## Task requirements
The line that holds "form: point(19, 568)." marks the start. Return it and each following line through the end of the data, unchanged.

## Given records

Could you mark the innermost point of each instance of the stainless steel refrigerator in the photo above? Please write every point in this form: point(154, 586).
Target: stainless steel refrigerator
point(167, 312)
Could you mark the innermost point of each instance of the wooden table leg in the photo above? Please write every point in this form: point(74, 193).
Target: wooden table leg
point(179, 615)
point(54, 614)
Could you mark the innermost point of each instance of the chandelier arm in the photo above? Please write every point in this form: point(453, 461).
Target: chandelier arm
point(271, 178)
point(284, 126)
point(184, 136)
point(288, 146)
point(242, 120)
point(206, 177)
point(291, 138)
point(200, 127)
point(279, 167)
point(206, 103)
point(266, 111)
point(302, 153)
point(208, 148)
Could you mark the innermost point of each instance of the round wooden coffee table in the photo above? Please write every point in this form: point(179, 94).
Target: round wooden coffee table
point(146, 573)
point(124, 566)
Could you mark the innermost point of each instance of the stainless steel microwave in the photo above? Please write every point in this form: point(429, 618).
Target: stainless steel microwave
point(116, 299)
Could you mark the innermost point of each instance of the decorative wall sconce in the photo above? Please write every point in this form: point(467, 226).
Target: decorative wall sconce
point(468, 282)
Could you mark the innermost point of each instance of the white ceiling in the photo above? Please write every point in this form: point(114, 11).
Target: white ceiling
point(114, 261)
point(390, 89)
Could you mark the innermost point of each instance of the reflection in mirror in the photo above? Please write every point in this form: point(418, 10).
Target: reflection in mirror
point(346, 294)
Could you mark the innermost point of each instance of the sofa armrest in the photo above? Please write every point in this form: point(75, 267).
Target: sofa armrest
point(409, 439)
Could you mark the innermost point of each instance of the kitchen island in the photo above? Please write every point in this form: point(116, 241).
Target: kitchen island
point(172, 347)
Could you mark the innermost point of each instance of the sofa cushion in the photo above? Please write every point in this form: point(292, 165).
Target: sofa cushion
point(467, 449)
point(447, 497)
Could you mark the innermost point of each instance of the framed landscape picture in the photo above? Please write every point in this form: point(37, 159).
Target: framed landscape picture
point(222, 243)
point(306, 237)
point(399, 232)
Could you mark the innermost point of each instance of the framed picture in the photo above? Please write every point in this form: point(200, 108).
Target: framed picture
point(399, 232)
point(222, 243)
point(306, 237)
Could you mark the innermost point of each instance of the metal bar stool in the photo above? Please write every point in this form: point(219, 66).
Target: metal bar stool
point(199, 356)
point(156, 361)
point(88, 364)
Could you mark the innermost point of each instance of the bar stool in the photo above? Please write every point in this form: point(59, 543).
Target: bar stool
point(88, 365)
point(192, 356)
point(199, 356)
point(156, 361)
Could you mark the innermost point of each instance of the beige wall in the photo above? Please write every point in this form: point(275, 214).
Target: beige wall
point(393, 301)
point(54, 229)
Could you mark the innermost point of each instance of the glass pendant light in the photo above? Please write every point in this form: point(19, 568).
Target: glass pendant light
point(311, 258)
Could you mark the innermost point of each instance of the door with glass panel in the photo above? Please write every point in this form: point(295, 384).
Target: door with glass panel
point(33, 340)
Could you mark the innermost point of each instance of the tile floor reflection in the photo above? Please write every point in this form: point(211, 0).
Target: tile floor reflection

## Reply
Could you mark the innermost point of each instance of the glass pendant light in the photo above? Please write every point in this form: point(19, 568).
Target: glass pendant light
point(311, 258)
Could you mark the innermost point of each instance of the door with glass panel in the photo above? Please write every point in this form: point(295, 384).
Target: door with glass panel
point(33, 340)
Could you mark the innermost point of each instance of the tile floor reflection in the photo above? Please write every point in this form: point(211, 0).
Target: tile floor reflection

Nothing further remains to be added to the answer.